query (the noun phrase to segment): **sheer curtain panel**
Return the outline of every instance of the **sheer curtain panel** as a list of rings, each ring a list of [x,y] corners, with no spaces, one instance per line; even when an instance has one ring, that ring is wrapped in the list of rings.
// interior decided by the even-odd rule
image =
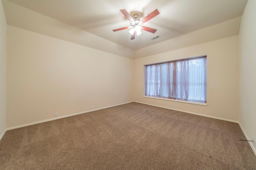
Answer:
[[[147,96],[206,103],[206,57],[146,66]]]

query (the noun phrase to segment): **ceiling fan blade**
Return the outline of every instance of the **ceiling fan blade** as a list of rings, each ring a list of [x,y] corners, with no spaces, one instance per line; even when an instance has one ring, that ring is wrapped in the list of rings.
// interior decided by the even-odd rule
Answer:
[[[131,38],[131,40],[134,40],[135,38],[135,34],[136,33],[136,32],[134,32],[133,33],[133,34],[132,35],[132,37]]]
[[[143,23],[145,23],[146,22],[148,21],[150,19],[155,17],[159,14],[160,14],[160,12],[159,12],[157,9],[156,9],[154,11],[145,16],[145,18],[141,20],[140,21],[143,21]]]
[[[154,34],[157,30],[156,30],[155,29],[150,28],[149,27],[145,27],[145,26],[142,26],[142,30],[144,30],[144,31],[148,31],[148,32],[152,32],[152,33]]]
[[[126,18],[127,18],[128,20],[130,21],[130,22],[131,22],[132,21],[134,21],[134,20],[132,18],[132,16],[130,15],[127,11],[126,11],[125,9],[120,10],[120,11],[121,11],[121,12],[123,13],[124,16],[125,16]]]
[[[128,26],[128,27],[123,27],[122,28],[118,28],[115,30],[113,30],[113,31],[115,32],[117,31],[120,31],[121,30],[125,30],[126,29],[130,28],[132,28],[131,26]]]

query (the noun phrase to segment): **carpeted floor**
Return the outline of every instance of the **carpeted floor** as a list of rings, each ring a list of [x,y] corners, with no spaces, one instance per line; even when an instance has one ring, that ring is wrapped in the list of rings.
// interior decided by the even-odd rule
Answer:
[[[7,131],[0,169],[256,170],[236,123],[132,103]]]

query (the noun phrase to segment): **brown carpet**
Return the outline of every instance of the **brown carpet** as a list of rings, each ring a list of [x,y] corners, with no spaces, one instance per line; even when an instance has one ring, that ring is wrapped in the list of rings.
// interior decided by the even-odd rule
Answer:
[[[8,130],[0,169],[256,169],[237,123],[132,103]]]

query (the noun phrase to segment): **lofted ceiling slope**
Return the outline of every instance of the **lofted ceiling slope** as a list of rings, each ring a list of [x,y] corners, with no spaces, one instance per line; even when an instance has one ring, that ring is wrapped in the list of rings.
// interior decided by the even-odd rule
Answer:
[[[214,34],[218,35],[218,38],[221,38],[222,33],[230,32],[231,30],[235,30],[234,34],[238,34],[240,17],[243,14],[247,0],[4,0],[2,2],[8,25],[96,49],[99,47],[93,46],[98,46],[100,41],[103,46],[106,44],[106,49],[102,50],[134,58],[150,54],[149,51],[154,49],[153,46],[157,46],[158,49],[166,46],[162,50],[166,51],[169,48],[167,44],[174,43],[171,40],[174,38],[232,20],[236,21],[228,22],[230,24],[219,29],[218,33],[217,31],[212,32],[212,37],[204,41],[213,40],[213,37],[216,37]],[[113,29],[130,25],[129,21],[120,11],[122,9],[126,9],[131,16],[134,13],[139,14],[140,19],[158,9],[160,14],[143,24],[157,31],[155,34],[142,31],[141,35],[136,36],[132,40],[128,29],[113,32]],[[38,14],[33,14],[31,11]],[[34,16],[37,15],[39,16],[35,18]],[[43,19],[42,16],[48,18]],[[46,33],[46,31],[43,30],[49,29],[46,27],[54,28],[54,24],[52,20],[50,21],[51,19],[64,24],[65,26],[72,27],[70,28],[76,32],[79,30],[84,32],[81,33],[79,38],[68,38],[67,30],[63,35],[56,32],[58,31],[49,33],[51,31],[49,30]],[[30,20],[30,21],[28,21]],[[40,25],[43,24],[46,25],[45,27]],[[58,26],[55,28],[61,30],[60,27],[64,26],[61,24],[60,22],[56,24]],[[74,31],[70,33],[74,34]],[[160,38],[151,40],[156,36]],[[223,37],[225,36],[227,36],[224,35]],[[90,43],[82,42],[88,41],[88,38]],[[124,52],[112,52],[111,49],[118,49]],[[138,56],[134,56],[134,50],[139,54]]]

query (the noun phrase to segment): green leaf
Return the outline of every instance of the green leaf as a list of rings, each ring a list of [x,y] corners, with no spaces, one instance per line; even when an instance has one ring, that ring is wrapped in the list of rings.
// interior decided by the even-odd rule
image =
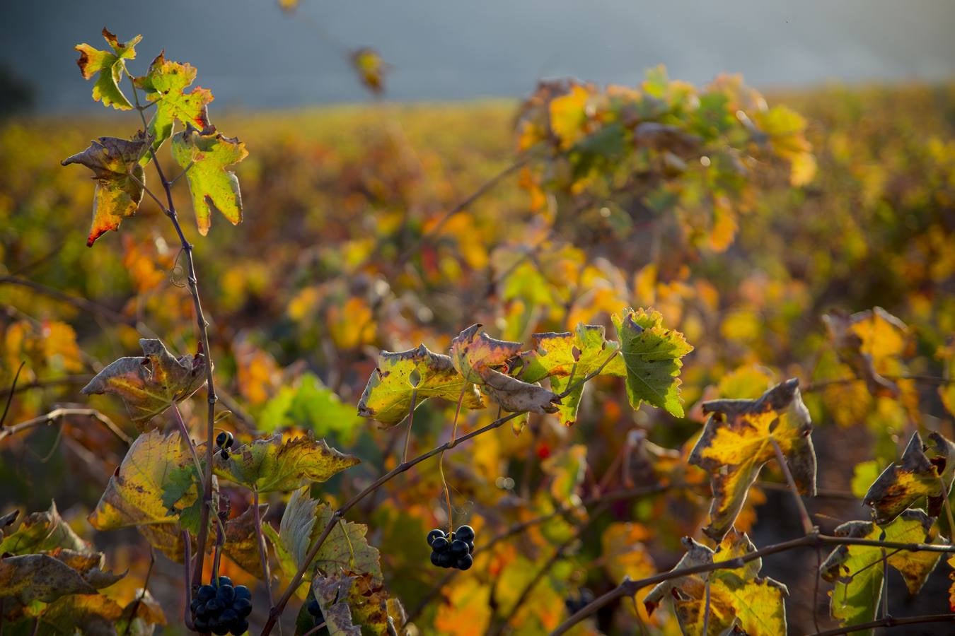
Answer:
[[[525,382],[538,382],[550,378],[550,387],[563,393],[577,382],[597,371],[601,365],[618,355],[620,345],[607,340],[601,325],[580,324],[573,333],[534,334],[534,349],[520,354],[522,366],[519,378]],[[613,375],[612,363],[604,367],[604,374]],[[620,366],[617,367],[619,373]],[[577,409],[584,395],[581,384],[561,400],[558,418],[569,426],[577,421]]]
[[[296,490],[314,482],[326,482],[359,462],[358,458],[329,448],[311,435],[283,443],[282,435],[236,448],[229,459],[213,459],[213,470],[223,479],[259,492]]]
[[[690,463],[710,473],[713,501],[708,537],[720,541],[736,520],[750,486],[779,445],[799,491],[816,495],[813,422],[802,403],[799,380],[787,380],[759,400],[713,400],[703,403],[711,414],[690,454]]]
[[[142,35],[137,35],[128,42],[119,42],[116,35],[103,28],[103,38],[113,52],[94,49],[86,43],[77,44],[74,47],[79,51],[76,65],[83,79],[90,79],[98,73],[99,77],[93,85],[95,101],[101,101],[103,106],[112,106],[118,111],[129,111],[133,105],[119,90],[119,82],[126,71],[126,60],[136,59],[136,45]]]
[[[853,537],[903,544],[944,544],[932,531],[934,520],[923,510],[908,509],[880,527],[871,522],[848,522],[836,528],[838,537]],[[883,549],[869,545],[838,545],[823,562],[819,573],[835,584],[829,595],[830,612],[843,626],[868,623],[876,618],[882,594]],[[939,552],[887,550],[888,564],[898,569],[911,594],[917,593],[942,558]],[[873,630],[865,632],[872,634]]]
[[[484,407],[478,388],[457,373],[449,357],[433,353],[423,344],[396,353],[382,351],[358,401],[358,415],[394,425],[408,416],[413,395],[417,408],[430,398],[456,402],[462,393],[464,407]]]
[[[280,428],[308,428],[317,438],[335,435],[342,443],[354,441],[362,421],[353,406],[343,402],[310,373],[291,386],[283,386],[256,419],[259,430],[266,433]]]
[[[671,415],[683,417],[680,404],[680,369],[684,356],[693,350],[683,334],[663,327],[659,312],[625,309],[613,317],[620,337],[621,359],[607,366],[608,374],[626,375],[626,396],[633,408],[647,401]]]
[[[99,236],[118,230],[119,223],[132,216],[142,201],[145,172],[138,164],[146,140],[99,137],[82,153],[63,159],[62,165],[77,163],[93,171],[96,189],[93,194],[93,225],[86,245],[92,247]]]
[[[955,475],[955,444],[935,432],[928,440],[926,446],[919,433],[913,433],[902,461],[882,471],[865,493],[863,503],[872,506],[877,523],[888,523],[924,497],[928,513],[941,514]]]
[[[730,561],[755,551],[749,537],[735,531],[726,535],[716,552],[690,537],[684,538],[683,544],[687,552],[674,570]],[[750,636],[785,634],[784,597],[789,595],[789,590],[773,579],[757,576],[761,567],[762,560],[755,559],[738,568],[671,579],[650,590],[644,605],[652,613],[665,598],[671,597],[683,633],[699,634],[708,604],[709,584],[707,636],[739,633],[733,631],[734,628]]]
[[[174,561],[182,559],[179,519],[165,502],[192,505],[198,488],[183,494],[176,475],[191,474],[192,457],[178,434],[163,436],[159,430],[137,438],[122,463],[106,484],[106,491],[90,515],[97,530],[137,526],[149,543]],[[172,489],[175,495],[167,495]]]
[[[142,426],[205,383],[205,356],[174,358],[161,340],[139,340],[142,356],[120,358],[97,373],[80,393],[119,396],[133,421]]]
[[[185,92],[186,87],[195,81],[196,72],[189,64],[167,61],[165,55],[159,53],[149,65],[146,74],[136,78],[136,85],[146,91],[146,99],[156,103],[156,113],[147,131],[154,151],[172,136],[177,121],[200,131],[206,131],[211,126],[206,107],[213,99],[212,92],[199,87]]]
[[[56,503],[51,502],[49,510],[32,513],[23,520],[16,532],[0,542],[0,554],[30,554],[58,547],[91,552],[90,545],[60,517]]]
[[[471,325],[451,341],[451,361],[457,372],[480,385],[505,411],[556,413],[561,402],[557,394],[499,371],[509,370],[520,354],[520,343],[493,339],[480,327]]]
[[[213,132],[203,133],[191,125],[173,136],[173,157],[186,170],[199,234],[209,233],[212,211],[218,210],[232,225],[242,223],[239,177],[225,166],[248,155],[245,144]]]

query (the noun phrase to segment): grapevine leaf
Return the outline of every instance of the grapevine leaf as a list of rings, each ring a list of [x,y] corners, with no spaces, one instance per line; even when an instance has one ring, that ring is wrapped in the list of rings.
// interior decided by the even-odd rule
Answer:
[[[799,491],[816,495],[813,422],[799,395],[799,380],[788,380],[758,400],[714,400],[703,403],[711,414],[690,463],[710,473],[713,501],[707,536],[719,541],[746,502],[763,465],[775,459],[775,441],[786,458]]]
[[[934,536],[934,520],[923,510],[910,508],[888,525],[871,522],[848,522],[836,528],[838,537],[900,542],[904,544],[946,543]],[[882,548],[869,545],[838,545],[819,568],[823,579],[835,584],[829,592],[830,612],[843,626],[867,623],[876,618],[882,594]],[[909,592],[922,588],[942,555],[938,552],[896,552],[887,559],[905,580]],[[871,634],[872,630],[868,632]]]
[[[413,395],[417,408],[429,398],[456,402],[462,393],[463,406],[484,407],[478,387],[457,373],[449,357],[429,351],[423,344],[396,353],[382,351],[358,401],[358,415],[394,425],[407,417]]]
[[[899,386],[882,377],[887,363],[905,349],[908,327],[881,307],[852,316],[827,314],[822,317],[839,359],[857,378],[865,380],[869,393],[898,398]]]
[[[580,324],[573,333],[534,334],[533,339],[534,349],[520,354],[520,379],[538,382],[550,378],[550,387],[558,393],[596,372],[620,350],[617,342],[607,341],[604,327],[594,324]],[[606,364],[603,372],[612,374],[611,367]],[[569,426],[577,421],[584,387],[581,384],[561,400],[558,417],[562,423]]]
[[[351,66],[358,73],[362,86],[375,95],[384,92],[385,74],[389,71],[389,65],[381,59],[377,51],[368,47],[358,49],[351,53]]]
[[[720,543],[716,552],[687,537],[687,553],[675,568],[730,561],[755,551],[744,533],[732,531]],[[709,634],[722,634],[734,626],[751,636],[786,633],[786,586],[769,578],[760,578],[761,560],[742,567],[715,570],[706,577],[690,575],[667,581],[647,595],[644,605],[652,612],[666,597],[671,596],[684,633],[702,633],[710,585]]]
[[[99,236],[118,230],[119,223],[132,216],[142,201],[145,173],[138,162],[146,140],[142,134],[132,139],[99,137],[82,153],[63,159],[62,165],[77,163],[93,171],[96,188],[93,194],[93,226],[86,245],[92,247]]]
[[[0,541],[0,554],[31,554],[63,547],[90,552],[90,546],[63,521],[56,503],[46,512],[34,512],[23,520],[16,532]]]
[[[216,475],[259,492],[289,491],[313,482],[327,482],[360,460],[330,448],[311,435],[283,443],[282,435],[239,446],[227,460],[213,459]]]
[[[185,92],[195,81],[196,72],[191,65],[166,60],[165,54],[159,53],[146,74],[136,78],[137,87],[146,91],[146,99],[156,103],[156,113],[147,131],[154,151],[172,136],[176,121],[201,131],[210,127],[206,107],[213,99],[212,92],[199,87]]]
[[[520,353],[520,343],[495,339],[478,333],[480,327],[471,325],[451,341],[451,360],[457,372],[479,384],[505,411],[556,413],[561,403],[557,394],[498,370],[508,368],[508,361]]]
[[[173,136],[173,156],[186,171],[199,234],[209,233],[212,211],[218,210],[232,225],[242,223],[239,177],[225,166],[248,155],[245,144],[219,133],[203,133],[190,124]]]
[[[361,627],[352,623],[348,602],[353,583],[352,577],[337,573],[329,577],[316,576],[312,581],[312,589],[330,636],[361,636]]]
[[[923,497],[928,514],[937,517],[955,475],[955,444],[929,433],[929,444],[913,433],[902,460],[889,465],[872,483],[863,502],[872,506],[877,523],[885,524]]]
[[[161,340],[139,340],[142,356],[111,362],[80,393],[113,393],[126,403],[133,421],[140,427],[205,383],[205,356],[174,358]]]
[[[265,517],[267,511],[267,503],[260,505],[260,519]],[[229,559],[246,572],[257,579],[265,578],[259,556],[259,535],[255,531],[255,510],[252,506],[238,517],[225,522],[225,543],[223,544],[223,549]]]
[[[95,101],[101,101],[103,106],[112,106],[117,111],[129,111],[133,105],[119,90],[119,82],[126,71],[126,60],[136,59],[136,45],[142,39],[142,35],[137,35],[127,42],[119,42],[116,35],[103,28],[103,38],[113,49],[113,52],[94,49],[86,43],[77,44],[74,47],[79,51],[76,65],[83,79],[99,74],[93,85]]]
[[[124,574],[103,572],[101,553],[84,554],[56,549],[44,554],[22,554],[0,559],[0,599],[21,605],[51,603],[69,594],[96,594]]]
[[[291,566],[283,566],[283,570],[289,576],[305,564],[305,557],[311,545],[317,510],[318,502],[308,496],[308,488],[296,490],[288,499],[288,504],[279,523],[279,542],[290,558]]]
[[[665,329],[656,311],[625,309],[613,317],[620,337],[621,359],[607,365],[607,373],[626,377],[626,396],[633,408],[647,401],[678,418],[680,369],[684,356],[693,350],[683,334]]]
[[[106,491],[90,515],[97,530],[138,526],[149,543],[174,561],[182,558],[182,543],[178,519],[164,502],[170,484],[179,489],[172,475],[191,474],[192,458],[177,434],[163,436],[154,430],[137,438],[122,463],[110,478]],[[199,499],[193,486],[176,501],[191,505]],[[170,498],[165,496],[165,500]]]

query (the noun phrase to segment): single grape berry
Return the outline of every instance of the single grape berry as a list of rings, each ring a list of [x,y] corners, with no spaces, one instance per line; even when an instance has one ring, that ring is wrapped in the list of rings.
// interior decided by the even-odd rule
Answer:
[[[220,448],[232,448],[234,443],[235,438],[228,431],[223,431],[216,436],[216,445]]]
[[[428,533],[428,545],[431,545],[432,544],[434,544],[435,540],[437,539],[438,537],[440,537],[441,539],[445,538],[444,537],[444,530],[438,530],[438,529],[435,528],[435,529],[432,530],[431,532],[429,532]]]
[[[451,552],[451,556],[455,559],[460,559],[465,554],[470,554],[468,551],[468,544],[460,539],[456,539],[451,542],[451,548],[448,551]]]
[[[465,543],[474,542],[475,529],[470,525],[462,525],[461,527],[457,528],[456,532],[455,532],[455,539],[460,539]]]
_ _ _
> [Aim]: Extract verbatim, from the lines above, the span that opens with the line containing "query (the noun phrase to segment): single" and closes with the line containing "Return the outline of every instance of the single", including both of those lines.

> [Finished exercise]:
query (the noun phrase to segment): single grape berry
Return the outline of every instance of the single grape berry as a list of rings, each ring a list of [x,y] corners, with no spaces, one instance per line; even when an instance has one ring, that ring is wrapped in the list of rings.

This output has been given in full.